Source extract:
Positional Encoding

Sinusoidal

Attention is All You Need

\begin{aligned} P E (p o s, 2 i) & = \sin (p o s / 10000^{2 i / d_{model}}) \\ P E (p o s, 2 i + 1) & = \cos (p o s / 10000^{2 i / d_{model}}) \end{aligned}

Then add it to the input vectors.

NoPE

Length Generalization of Causal Transformers without Position Encoding

No positional encoding.

Additive

ALiBi

Train Short, Test Long: Attention with Linear Biases Enables Input Length Extrapolation

Original attention score: $softmax (q_{i} K^{T})$
With AliBi: $softmax (q_{i} K^{T} + m \cdot [- (i - 1), \dots, - 2, - 1, 0])$
$m$ is a const head-specific scalar: $2^{\frac{- 8}{n}}$ for the $n$ th head.
No positional encoding.

T5's RPE

Exploring the Limits of Transfer Learning with a Unified Text-to-Text Transformer

B_{i, j} = r_{\min (i - j, K)}

$K$ is hyper-parameter.
$r_{i}$ are learnable scalars.

Written exercise 1: Rename "stone facade" to "brick facade" in the records, starting with the line that contains "# point at: car windshield" and going on through the line that contains "x=395, y=232". Give back only those lines, with everything else left unchanged.

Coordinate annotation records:
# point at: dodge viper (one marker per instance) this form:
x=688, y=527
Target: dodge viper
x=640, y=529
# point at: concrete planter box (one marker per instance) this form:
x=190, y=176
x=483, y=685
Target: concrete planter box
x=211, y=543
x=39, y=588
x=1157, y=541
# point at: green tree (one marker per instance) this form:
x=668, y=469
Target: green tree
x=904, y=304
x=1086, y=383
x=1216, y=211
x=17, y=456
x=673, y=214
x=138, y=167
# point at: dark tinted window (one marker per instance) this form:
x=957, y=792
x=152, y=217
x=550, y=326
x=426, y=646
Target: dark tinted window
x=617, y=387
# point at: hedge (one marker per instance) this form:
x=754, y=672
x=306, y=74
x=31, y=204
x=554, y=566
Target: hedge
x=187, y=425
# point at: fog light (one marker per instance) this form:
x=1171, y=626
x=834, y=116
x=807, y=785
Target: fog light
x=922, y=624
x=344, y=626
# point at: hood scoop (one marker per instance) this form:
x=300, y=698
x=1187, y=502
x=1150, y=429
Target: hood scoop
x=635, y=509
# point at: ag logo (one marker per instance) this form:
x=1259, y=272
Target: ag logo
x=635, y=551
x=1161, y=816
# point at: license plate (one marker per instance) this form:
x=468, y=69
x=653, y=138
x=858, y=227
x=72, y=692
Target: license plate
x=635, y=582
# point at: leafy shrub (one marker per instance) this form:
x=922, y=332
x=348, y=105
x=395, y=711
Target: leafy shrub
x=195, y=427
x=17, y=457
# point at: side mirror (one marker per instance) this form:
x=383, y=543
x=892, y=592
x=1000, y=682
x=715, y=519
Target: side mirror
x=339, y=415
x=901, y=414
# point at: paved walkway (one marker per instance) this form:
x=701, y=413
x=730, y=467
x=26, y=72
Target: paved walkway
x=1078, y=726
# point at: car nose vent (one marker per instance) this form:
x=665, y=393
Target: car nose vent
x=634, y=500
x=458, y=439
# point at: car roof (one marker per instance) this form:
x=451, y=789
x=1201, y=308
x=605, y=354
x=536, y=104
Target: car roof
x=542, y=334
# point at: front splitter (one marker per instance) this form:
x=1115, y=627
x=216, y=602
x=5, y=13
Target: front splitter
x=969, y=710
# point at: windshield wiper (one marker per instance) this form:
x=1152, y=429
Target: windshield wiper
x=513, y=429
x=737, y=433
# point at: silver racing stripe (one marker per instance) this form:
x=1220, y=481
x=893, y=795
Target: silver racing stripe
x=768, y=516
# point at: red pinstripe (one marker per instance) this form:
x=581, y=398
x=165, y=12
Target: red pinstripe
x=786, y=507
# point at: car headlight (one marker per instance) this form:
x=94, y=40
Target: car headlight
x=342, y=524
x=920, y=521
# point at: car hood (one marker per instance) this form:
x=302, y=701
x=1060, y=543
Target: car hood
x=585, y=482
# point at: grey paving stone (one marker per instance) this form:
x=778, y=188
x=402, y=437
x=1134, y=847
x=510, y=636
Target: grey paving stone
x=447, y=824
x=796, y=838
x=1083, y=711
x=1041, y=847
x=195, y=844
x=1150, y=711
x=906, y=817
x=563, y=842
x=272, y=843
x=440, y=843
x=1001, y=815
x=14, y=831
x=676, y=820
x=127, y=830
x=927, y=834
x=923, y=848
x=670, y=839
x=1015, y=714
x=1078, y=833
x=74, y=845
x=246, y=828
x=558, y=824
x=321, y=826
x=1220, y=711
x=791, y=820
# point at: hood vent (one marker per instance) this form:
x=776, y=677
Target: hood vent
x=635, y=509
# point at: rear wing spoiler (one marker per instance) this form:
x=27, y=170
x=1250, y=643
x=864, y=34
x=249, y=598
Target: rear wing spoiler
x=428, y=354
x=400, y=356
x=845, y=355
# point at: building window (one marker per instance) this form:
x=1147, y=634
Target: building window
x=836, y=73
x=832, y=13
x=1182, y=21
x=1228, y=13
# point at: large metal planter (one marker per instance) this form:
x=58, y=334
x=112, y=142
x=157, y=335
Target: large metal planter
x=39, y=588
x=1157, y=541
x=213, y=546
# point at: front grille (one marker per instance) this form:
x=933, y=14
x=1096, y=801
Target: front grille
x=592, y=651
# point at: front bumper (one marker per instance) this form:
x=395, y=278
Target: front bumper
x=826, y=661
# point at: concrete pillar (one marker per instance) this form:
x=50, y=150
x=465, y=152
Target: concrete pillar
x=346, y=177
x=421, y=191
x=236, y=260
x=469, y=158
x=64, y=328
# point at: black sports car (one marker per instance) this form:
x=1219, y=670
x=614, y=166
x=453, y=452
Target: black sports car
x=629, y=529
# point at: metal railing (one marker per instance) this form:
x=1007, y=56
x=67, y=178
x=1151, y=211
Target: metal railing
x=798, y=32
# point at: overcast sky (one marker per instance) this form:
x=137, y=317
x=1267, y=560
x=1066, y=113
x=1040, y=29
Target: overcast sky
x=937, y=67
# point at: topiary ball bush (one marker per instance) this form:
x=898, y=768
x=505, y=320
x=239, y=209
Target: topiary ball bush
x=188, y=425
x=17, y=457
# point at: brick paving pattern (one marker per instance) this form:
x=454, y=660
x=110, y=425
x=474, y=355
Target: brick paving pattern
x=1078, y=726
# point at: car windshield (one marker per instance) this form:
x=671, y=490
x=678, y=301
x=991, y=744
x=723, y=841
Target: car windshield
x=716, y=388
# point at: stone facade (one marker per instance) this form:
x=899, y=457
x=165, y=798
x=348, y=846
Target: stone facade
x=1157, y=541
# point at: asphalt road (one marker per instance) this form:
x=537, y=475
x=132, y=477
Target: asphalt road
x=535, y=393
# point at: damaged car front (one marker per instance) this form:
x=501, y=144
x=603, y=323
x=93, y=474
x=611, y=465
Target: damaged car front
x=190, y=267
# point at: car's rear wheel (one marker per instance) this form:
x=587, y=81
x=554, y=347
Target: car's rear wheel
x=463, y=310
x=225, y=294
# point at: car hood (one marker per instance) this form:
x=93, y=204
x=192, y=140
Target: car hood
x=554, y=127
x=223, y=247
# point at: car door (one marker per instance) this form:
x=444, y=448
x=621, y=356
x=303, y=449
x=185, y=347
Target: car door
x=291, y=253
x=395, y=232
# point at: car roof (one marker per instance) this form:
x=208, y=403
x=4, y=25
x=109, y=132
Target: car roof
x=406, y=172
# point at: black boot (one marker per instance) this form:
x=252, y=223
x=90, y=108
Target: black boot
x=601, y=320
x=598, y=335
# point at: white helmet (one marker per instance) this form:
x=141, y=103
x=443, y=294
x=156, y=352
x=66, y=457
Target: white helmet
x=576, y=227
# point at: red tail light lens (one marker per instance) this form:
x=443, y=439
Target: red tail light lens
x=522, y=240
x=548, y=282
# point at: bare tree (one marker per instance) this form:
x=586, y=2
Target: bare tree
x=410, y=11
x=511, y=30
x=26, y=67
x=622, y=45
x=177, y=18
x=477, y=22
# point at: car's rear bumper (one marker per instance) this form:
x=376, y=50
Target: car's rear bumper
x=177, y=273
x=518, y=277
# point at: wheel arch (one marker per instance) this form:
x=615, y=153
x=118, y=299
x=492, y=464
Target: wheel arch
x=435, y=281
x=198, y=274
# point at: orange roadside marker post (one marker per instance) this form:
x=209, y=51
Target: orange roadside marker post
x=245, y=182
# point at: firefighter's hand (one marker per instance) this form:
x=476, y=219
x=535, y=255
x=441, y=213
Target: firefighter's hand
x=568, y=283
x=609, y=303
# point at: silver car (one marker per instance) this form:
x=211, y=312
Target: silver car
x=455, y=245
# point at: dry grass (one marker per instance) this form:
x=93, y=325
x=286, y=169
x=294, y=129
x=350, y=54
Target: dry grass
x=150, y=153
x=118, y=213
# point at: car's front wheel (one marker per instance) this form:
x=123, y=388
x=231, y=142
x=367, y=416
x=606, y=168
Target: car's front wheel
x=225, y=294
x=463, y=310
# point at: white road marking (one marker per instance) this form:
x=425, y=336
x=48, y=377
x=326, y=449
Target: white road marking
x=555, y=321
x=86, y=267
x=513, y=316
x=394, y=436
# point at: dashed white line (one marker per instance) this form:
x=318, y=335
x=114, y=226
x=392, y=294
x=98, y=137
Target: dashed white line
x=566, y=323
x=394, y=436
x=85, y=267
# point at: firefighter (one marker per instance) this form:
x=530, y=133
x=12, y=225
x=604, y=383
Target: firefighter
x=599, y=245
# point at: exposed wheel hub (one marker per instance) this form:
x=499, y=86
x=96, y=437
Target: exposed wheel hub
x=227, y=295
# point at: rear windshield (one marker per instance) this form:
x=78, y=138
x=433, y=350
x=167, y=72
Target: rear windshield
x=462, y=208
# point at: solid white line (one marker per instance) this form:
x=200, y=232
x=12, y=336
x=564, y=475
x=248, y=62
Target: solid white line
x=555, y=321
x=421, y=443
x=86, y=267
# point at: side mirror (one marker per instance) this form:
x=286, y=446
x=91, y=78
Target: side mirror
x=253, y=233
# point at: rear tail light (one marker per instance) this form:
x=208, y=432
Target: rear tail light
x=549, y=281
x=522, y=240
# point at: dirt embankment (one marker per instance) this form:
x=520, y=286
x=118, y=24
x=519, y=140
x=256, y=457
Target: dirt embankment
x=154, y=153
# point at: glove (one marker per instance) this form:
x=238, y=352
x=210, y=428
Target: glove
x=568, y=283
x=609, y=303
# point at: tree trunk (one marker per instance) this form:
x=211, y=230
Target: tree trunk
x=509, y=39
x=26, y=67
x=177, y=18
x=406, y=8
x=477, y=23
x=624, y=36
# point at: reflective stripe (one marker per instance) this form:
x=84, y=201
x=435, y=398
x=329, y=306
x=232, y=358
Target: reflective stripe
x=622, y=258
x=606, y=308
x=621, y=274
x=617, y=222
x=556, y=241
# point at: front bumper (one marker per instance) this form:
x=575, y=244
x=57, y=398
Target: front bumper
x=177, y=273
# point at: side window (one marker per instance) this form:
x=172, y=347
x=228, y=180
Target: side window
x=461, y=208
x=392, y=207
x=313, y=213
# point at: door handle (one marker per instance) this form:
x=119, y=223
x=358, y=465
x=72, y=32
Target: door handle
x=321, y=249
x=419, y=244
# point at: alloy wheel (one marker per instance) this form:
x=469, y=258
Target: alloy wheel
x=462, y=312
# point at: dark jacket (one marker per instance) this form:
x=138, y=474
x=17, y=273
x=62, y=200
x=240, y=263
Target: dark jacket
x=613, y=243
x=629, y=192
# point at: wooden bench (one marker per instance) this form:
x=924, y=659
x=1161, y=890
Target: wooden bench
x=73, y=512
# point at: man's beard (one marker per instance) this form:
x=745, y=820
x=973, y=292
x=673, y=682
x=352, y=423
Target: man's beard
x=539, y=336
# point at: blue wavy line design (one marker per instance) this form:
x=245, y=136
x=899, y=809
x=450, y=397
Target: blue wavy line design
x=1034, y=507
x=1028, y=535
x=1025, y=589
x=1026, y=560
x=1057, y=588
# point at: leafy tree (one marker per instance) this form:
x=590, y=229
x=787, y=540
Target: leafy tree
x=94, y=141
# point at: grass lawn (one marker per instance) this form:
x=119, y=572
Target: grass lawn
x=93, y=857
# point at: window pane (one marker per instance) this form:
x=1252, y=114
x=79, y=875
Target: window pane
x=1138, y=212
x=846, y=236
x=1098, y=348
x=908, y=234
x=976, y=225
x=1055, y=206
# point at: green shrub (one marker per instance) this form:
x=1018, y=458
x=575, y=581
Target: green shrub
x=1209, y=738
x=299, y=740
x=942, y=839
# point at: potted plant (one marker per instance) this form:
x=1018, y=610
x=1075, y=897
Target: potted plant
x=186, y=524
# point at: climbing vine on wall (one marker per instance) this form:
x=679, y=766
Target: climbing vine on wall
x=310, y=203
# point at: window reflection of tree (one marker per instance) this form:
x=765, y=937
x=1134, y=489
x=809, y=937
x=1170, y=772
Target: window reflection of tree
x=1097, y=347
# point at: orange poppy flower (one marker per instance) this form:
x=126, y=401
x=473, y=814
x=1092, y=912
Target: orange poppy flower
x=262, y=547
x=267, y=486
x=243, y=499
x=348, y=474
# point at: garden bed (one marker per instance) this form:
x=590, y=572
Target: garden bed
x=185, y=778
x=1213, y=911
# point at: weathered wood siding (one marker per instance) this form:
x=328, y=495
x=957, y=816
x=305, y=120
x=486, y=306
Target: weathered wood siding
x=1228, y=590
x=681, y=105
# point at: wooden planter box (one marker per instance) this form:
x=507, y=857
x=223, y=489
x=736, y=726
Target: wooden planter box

Written exercise 2: Retype the positional encoding notes in full, changing nothing.

Output 1:
# point at: car windshield (one marker per instance) this form:
x=671, y=490
x=678, y=301
x=991, y=744
x=723, y=841
Target: car windshield
x=716, y=388
# point at: brick facade (one marker per instance) this form:
x=899, y=457
x=165, y=798
x=348, y=846
Target: brick facade
x=1157, y=541
# point at: asphalt road (one marker per instance) this form:
x=537, y=475
x=132, y=477
Target: asphalt road
x=535, y=393
# point at: damaged car front (one marker per instance) this form:
x=501, y=144
x=603, y=323
x=93, y=474
x=611, y=465
Target: damaged car front
x=190, y=267
# point at: car's rear wheel (one marker per instance) this form:
x=587, y=81
x=554, y=347
Target: car's rear wheel
x=463, y=310
x=225, y=294
# point at: car hood (one marker per instance) this form:
x=93, y=204
x=192, y=140
Target: car hood
x=554, y=127
x=223, y=247
# point at: car door (one marker per instance) this form:
x=444, y=448
x=621, y=356
x=303, y=449
x=185, y=347
Target: car door
x=291, y=253
x=395, y=232

Output 2:
Positional Encoding

Sinusoidal

Attention is All You Need

\begin{aligned} P E (p o s, 2 i) & = \sin (p o s / 10000^{2 i / d_{model}}) \\ P E (p o s, 2 i + 1) & = \cos (p o s / 10000^{2 i / d_{model}}) \end{aligned}

Then add it to the input vectors.

NoPE

Length Generalization of Causal Transformers without Position Encoding

No positional encoding.

Additive

ALiBi

Train Short, Test Long: Attention with Linear Biases Enables Input Length Extrapolation

Original attention score: $softmax (q_{i} K^{T})$
With AliBi: $softmax (q_{i} K^{T} + m \cdot [- (i - 1), \dots, - 2, - 1, 0])$
$m$ is a const head-specific scalar: $2^{\frac{- 8}{n}}$ for the $n$ th head.
No positional encoding.

T5's RPE

Exploring the Limits of Transfer Learning with a Unified Text-to-Text Transformer

B_{i, j} = r_{\min (i - j, K)}

$K$ is hyper-parameter.
$r_{i}$ are learnable scalars.